STATED TASK: From the records below, copy out unchanged the lines from the one containing "Task: identify the street" up to and including the one containing "<point>472,137</point>".
Start of ENTRIES SUPPLIED
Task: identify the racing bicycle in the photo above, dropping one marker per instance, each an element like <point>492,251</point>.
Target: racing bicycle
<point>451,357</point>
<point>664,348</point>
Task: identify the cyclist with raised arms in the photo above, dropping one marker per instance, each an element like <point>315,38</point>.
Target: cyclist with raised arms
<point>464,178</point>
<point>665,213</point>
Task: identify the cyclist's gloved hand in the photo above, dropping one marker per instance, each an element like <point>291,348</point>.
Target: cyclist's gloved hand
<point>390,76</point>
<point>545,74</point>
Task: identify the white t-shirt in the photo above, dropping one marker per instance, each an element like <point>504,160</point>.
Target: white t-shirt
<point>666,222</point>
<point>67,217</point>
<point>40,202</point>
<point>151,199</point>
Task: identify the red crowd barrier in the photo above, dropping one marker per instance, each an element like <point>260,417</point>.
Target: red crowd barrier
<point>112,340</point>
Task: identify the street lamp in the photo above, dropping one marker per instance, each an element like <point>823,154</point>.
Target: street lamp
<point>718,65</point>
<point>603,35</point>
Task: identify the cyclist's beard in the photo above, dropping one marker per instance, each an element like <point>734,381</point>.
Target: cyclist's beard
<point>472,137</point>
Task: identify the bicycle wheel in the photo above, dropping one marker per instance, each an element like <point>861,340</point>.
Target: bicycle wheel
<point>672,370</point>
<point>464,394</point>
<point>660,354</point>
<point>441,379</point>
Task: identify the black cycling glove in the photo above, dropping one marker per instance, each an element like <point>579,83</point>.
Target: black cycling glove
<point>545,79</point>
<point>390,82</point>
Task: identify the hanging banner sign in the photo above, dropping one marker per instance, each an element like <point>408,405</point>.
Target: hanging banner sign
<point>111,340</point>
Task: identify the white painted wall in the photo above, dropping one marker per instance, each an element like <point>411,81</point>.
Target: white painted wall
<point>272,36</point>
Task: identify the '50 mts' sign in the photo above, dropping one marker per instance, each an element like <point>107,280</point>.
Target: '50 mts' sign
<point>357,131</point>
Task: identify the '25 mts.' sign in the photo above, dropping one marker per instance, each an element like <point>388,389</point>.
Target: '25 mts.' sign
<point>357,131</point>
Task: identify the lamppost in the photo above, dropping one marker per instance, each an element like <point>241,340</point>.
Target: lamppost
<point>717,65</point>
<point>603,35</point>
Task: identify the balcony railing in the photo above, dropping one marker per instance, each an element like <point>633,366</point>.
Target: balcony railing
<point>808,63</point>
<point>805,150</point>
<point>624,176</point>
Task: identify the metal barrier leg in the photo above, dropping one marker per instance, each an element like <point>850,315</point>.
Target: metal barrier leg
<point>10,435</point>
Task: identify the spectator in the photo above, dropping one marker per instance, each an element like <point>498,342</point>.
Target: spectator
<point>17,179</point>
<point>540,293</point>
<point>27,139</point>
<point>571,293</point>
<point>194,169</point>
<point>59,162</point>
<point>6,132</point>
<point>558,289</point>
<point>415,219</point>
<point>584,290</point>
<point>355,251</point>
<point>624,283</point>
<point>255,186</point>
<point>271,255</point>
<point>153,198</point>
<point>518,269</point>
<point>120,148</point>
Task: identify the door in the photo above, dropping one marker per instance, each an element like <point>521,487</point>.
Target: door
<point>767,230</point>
End of ENTRIES SUPPLIED
EXERCISE RESPONSE:
Task: identify the street lamp in the photo above, dropping one marker per instance, each an element like <point>823,154</point>.
Target: street lamp
<point>718,65</point>
<point>603,35</point>
Task: identify the cyclist's beard in the photo above, dropping one marker per instance, each an element like <point>734,381</point>.
Target: cyclist's beard
<point>472,137</point>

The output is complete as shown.